● **Assigned task**: Somewhere below is a line with "sea water? Indicate one point per instance." and, later, a line with "blue sky? Indicate one point per instance."; repeat those two lines and all the lines between them, exactly as they are.
[[ Dataset entries, beginning ]]
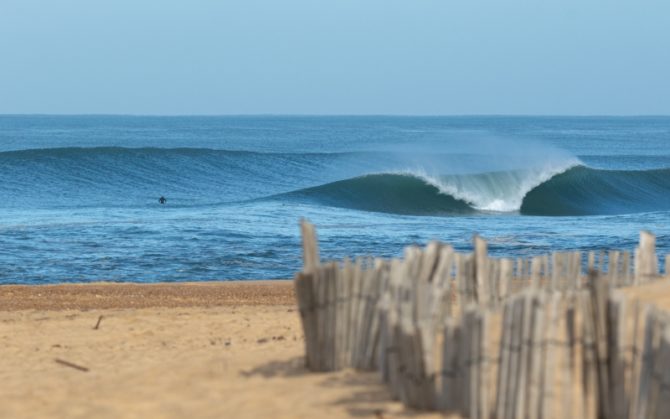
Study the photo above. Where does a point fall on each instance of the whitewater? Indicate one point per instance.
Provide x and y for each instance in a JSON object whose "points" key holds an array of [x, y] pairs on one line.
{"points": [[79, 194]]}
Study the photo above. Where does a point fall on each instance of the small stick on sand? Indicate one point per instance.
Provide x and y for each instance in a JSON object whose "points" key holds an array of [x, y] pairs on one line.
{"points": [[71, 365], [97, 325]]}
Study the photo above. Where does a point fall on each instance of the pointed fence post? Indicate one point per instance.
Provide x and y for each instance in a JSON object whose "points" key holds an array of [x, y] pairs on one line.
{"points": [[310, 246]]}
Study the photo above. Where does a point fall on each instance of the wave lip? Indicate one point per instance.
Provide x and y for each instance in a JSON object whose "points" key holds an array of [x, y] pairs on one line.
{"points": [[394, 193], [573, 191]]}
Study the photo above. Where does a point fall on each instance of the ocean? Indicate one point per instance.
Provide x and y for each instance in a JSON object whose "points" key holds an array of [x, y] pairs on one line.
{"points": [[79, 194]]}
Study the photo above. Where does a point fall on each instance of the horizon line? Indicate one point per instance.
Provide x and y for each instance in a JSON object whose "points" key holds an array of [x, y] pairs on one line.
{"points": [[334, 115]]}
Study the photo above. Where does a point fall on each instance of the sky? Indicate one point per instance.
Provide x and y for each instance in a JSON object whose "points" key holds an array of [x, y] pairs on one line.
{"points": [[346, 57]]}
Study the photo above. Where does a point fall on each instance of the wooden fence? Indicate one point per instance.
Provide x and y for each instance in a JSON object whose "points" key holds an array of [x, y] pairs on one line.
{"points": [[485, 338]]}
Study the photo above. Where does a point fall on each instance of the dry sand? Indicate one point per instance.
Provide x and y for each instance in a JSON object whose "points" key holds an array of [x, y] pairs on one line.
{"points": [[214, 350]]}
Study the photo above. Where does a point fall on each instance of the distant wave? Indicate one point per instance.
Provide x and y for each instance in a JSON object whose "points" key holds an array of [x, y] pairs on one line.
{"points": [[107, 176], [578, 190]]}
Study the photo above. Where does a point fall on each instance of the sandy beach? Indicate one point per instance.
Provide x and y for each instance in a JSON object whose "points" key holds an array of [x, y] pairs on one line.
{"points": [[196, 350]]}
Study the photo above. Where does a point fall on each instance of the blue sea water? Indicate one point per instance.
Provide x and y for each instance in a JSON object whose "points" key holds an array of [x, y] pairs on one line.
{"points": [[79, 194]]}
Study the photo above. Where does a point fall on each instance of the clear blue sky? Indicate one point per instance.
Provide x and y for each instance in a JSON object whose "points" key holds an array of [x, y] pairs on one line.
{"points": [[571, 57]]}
[[ Dataset entries, end ]]
[[ Dataset entries, beginning ]]
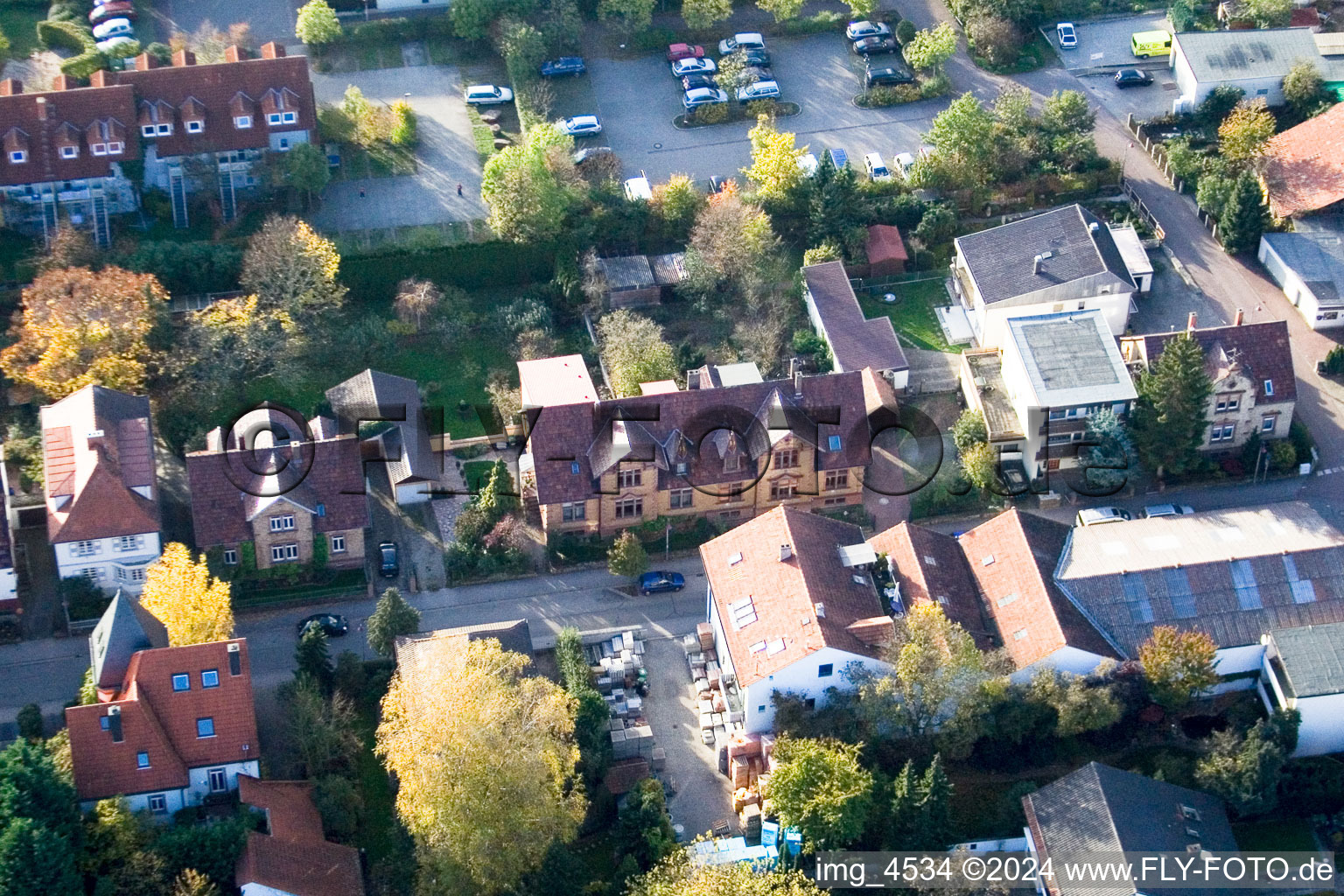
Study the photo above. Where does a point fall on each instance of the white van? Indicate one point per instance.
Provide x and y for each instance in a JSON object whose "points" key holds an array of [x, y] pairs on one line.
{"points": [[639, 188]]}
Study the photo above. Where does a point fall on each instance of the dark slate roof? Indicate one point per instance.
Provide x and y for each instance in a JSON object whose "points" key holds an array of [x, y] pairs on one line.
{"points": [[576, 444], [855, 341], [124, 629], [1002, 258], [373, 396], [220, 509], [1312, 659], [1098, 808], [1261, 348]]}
[[ Dataset entries, end ]]
[[ Dataset entries, beginning ]]
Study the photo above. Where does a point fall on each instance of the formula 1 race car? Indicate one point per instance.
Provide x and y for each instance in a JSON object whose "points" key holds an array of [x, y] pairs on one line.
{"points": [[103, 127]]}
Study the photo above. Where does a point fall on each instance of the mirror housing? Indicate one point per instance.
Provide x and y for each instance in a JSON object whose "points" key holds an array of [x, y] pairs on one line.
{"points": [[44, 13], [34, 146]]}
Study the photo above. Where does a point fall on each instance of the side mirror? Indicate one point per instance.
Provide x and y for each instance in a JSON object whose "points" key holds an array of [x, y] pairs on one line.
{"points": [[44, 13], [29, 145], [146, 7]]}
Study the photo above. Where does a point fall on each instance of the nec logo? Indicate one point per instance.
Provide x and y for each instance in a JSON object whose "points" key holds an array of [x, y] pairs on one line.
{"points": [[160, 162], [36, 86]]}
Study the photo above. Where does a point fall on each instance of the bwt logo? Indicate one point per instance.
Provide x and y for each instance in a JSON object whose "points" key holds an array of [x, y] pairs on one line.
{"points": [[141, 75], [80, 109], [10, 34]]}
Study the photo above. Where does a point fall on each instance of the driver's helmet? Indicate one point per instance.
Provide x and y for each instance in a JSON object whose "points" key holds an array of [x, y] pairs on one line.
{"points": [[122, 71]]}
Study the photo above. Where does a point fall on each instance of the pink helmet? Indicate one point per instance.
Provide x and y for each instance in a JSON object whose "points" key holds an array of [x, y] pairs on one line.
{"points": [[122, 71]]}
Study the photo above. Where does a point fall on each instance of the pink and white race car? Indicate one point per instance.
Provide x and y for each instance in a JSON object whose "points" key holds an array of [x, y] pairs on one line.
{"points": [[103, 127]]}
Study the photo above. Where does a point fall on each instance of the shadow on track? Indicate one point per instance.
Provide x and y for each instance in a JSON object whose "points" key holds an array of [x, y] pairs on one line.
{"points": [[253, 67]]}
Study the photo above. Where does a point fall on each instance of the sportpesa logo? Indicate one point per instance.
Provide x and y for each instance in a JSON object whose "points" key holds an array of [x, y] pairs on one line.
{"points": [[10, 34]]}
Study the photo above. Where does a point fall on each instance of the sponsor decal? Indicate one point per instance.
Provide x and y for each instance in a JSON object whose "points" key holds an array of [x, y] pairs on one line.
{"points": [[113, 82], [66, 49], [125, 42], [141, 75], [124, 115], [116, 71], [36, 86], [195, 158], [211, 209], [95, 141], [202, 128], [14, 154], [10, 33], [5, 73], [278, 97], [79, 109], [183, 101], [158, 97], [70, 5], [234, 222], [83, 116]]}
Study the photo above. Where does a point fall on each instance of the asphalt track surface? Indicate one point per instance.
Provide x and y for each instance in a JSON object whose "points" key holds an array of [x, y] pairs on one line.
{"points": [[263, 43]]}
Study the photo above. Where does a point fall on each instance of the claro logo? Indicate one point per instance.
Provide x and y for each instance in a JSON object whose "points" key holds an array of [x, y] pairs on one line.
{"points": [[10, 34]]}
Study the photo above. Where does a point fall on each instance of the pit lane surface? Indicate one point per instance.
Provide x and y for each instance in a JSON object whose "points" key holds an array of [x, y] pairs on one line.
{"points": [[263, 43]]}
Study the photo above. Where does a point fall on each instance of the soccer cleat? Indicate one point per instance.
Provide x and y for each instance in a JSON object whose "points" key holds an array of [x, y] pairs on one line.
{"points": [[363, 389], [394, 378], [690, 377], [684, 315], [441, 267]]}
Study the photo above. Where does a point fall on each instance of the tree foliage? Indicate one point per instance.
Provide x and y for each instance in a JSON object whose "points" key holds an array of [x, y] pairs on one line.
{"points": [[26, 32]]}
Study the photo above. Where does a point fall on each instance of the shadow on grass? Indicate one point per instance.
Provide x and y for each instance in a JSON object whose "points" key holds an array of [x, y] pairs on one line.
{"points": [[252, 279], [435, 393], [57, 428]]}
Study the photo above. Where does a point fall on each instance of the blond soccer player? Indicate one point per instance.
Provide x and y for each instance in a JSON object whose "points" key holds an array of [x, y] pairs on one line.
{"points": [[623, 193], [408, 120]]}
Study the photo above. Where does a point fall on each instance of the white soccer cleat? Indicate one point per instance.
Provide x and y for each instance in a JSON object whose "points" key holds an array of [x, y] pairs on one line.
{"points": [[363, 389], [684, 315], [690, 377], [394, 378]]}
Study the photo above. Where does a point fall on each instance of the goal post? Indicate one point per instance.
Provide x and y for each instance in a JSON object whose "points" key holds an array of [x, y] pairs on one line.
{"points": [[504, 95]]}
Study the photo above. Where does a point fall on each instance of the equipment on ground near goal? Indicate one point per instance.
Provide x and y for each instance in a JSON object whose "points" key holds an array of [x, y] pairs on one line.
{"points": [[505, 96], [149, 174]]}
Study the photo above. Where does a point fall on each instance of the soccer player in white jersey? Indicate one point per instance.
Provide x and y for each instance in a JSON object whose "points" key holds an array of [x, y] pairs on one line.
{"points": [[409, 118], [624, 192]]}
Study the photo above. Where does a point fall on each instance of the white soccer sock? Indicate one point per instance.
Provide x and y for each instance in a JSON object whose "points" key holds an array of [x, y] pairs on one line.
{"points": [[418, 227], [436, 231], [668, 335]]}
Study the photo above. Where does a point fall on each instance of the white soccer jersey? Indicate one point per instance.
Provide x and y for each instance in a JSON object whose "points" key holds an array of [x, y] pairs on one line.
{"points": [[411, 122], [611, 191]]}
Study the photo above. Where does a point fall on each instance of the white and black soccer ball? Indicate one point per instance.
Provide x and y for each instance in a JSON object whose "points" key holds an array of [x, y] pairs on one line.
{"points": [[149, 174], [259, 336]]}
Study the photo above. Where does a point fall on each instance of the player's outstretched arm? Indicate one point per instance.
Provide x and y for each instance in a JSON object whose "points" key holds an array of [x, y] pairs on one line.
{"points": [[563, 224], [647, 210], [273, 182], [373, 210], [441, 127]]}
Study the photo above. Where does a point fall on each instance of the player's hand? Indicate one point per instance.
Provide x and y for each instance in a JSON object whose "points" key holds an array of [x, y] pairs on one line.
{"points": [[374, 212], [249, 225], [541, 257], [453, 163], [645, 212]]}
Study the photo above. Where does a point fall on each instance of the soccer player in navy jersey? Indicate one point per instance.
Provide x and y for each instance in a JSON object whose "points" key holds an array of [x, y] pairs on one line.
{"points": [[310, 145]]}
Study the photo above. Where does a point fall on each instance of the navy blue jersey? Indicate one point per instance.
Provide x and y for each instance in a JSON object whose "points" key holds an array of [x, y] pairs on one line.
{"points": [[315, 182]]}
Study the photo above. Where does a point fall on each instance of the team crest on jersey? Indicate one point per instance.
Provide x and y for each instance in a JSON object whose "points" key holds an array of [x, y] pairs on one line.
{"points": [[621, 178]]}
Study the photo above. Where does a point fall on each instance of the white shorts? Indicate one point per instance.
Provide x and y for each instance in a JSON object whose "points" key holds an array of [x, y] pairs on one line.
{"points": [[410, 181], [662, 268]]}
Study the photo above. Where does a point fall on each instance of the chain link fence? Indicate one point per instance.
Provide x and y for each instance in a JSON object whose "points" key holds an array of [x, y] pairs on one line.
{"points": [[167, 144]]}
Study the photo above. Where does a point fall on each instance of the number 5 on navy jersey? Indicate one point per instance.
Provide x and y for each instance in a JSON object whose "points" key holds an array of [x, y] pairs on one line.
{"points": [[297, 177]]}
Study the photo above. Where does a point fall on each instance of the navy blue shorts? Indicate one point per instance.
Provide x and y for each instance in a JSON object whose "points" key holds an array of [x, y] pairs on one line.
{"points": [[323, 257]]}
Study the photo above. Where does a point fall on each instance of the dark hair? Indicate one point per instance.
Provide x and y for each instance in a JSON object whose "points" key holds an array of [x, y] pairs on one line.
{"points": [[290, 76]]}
[[ Dataset entries, end ]]
● **Result for this exercise**:
Study the photo above. Where does a point fall on each instance of the blue sea water? Indicate one point per instance.
Provide x and y for each instance in a JSON object whose "points" key holds an array of [x, y] pairs on one line.
{"points": [[79, 194]]}
Study the photo above. Where does a point fall on each instance of the clear blue sky? Indicate one point per instance.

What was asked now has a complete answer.